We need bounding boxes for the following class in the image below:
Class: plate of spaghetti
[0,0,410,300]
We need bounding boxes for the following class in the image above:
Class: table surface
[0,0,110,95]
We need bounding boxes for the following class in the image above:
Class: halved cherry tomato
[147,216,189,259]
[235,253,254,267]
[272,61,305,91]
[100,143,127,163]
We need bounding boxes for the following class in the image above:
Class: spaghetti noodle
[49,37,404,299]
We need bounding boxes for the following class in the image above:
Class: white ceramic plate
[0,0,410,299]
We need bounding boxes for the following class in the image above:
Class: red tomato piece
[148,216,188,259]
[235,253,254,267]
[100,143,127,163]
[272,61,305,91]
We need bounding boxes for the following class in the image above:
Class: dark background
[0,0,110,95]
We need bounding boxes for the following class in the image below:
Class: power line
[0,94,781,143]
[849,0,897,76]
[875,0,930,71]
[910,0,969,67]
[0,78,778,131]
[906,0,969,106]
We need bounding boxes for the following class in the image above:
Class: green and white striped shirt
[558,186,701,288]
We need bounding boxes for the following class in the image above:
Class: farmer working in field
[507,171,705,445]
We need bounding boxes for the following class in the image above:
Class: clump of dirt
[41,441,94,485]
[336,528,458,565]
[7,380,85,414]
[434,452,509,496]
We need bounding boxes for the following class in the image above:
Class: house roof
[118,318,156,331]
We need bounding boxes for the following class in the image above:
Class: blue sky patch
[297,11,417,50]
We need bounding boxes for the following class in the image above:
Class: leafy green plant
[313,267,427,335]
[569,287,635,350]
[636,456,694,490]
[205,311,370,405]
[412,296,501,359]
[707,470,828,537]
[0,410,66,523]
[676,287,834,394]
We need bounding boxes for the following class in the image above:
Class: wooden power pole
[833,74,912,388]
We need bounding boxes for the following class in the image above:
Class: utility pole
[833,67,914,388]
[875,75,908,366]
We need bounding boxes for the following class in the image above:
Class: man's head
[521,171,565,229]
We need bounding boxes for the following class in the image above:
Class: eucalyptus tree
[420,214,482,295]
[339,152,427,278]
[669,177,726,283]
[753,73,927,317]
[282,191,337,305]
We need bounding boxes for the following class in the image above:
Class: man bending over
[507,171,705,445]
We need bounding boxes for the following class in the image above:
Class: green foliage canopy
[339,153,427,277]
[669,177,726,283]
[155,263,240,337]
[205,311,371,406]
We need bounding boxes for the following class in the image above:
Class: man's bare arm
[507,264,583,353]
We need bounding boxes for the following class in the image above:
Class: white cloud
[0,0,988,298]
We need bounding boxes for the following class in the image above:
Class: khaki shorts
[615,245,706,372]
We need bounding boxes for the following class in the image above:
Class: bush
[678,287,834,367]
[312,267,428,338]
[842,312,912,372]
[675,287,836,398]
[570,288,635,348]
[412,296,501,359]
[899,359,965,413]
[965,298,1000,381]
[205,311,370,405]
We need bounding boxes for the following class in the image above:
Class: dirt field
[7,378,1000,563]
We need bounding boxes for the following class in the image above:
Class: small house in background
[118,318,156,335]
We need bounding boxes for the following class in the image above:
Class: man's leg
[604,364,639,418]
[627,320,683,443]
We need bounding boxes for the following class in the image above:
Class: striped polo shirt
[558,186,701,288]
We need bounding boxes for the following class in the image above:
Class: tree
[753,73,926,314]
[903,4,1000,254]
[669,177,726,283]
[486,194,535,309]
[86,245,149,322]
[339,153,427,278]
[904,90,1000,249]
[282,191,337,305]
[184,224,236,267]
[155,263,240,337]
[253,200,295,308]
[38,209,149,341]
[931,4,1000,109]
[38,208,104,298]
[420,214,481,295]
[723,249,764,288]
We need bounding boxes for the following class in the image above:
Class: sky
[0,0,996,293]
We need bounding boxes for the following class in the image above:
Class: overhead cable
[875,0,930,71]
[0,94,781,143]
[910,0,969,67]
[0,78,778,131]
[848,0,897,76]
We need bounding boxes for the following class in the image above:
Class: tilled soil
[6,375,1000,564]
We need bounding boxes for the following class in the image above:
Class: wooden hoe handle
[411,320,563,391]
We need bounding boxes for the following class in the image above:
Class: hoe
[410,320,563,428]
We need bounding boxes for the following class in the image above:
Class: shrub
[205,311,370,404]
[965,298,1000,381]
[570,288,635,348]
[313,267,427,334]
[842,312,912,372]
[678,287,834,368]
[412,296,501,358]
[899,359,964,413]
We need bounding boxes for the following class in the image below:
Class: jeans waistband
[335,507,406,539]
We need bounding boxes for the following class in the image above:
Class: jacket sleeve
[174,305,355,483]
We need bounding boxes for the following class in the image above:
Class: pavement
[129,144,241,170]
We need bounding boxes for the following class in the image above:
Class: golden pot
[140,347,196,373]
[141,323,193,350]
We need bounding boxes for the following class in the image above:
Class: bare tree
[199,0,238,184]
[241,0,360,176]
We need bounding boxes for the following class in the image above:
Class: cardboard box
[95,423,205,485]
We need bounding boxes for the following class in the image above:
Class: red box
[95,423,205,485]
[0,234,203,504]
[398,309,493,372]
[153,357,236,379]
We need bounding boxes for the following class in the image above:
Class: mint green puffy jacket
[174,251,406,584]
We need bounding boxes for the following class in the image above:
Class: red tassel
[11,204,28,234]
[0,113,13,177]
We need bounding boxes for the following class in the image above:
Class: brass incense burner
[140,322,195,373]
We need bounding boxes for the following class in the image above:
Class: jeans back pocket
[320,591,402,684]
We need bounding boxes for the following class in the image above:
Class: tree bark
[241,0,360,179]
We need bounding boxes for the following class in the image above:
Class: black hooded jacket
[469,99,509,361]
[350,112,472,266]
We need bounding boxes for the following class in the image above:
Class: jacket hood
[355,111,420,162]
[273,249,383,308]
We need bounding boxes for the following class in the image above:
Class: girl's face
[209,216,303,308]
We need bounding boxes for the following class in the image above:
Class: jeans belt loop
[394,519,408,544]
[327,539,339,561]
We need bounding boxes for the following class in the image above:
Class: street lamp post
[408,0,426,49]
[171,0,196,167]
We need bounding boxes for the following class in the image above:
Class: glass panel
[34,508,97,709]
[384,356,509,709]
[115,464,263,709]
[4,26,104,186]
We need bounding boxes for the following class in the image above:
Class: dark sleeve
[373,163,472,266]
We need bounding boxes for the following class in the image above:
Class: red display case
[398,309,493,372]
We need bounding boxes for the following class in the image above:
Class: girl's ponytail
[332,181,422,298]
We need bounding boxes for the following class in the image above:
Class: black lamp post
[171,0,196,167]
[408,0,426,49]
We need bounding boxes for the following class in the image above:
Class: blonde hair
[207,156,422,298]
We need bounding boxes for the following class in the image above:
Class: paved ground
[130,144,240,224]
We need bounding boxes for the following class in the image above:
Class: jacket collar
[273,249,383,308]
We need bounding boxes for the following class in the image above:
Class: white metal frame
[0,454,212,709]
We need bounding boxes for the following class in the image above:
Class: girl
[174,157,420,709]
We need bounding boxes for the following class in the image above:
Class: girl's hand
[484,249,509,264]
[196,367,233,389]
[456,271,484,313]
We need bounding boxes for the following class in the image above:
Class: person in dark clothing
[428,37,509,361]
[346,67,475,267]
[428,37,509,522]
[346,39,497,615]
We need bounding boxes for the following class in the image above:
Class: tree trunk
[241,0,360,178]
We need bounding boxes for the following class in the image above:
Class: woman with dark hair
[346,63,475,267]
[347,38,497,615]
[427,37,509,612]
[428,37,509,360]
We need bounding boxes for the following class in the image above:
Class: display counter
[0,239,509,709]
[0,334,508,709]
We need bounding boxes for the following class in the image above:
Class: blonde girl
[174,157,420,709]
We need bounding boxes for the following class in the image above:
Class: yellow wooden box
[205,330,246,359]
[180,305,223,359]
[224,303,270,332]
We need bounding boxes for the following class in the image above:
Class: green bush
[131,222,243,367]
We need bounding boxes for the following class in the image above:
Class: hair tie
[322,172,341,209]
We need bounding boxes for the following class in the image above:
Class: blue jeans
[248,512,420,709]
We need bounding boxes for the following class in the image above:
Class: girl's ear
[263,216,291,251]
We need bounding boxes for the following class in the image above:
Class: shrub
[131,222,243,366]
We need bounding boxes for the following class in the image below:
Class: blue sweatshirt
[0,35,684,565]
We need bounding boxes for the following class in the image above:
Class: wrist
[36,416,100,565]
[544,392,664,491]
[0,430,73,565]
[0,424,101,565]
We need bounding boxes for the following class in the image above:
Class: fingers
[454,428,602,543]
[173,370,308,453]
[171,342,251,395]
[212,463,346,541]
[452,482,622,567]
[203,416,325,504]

§ **REQUIREMENT**:
How many lines in the material above contain the word "wooden"? Reply with the number only.

§ **ANSWER TO THE PROBLEM**:
3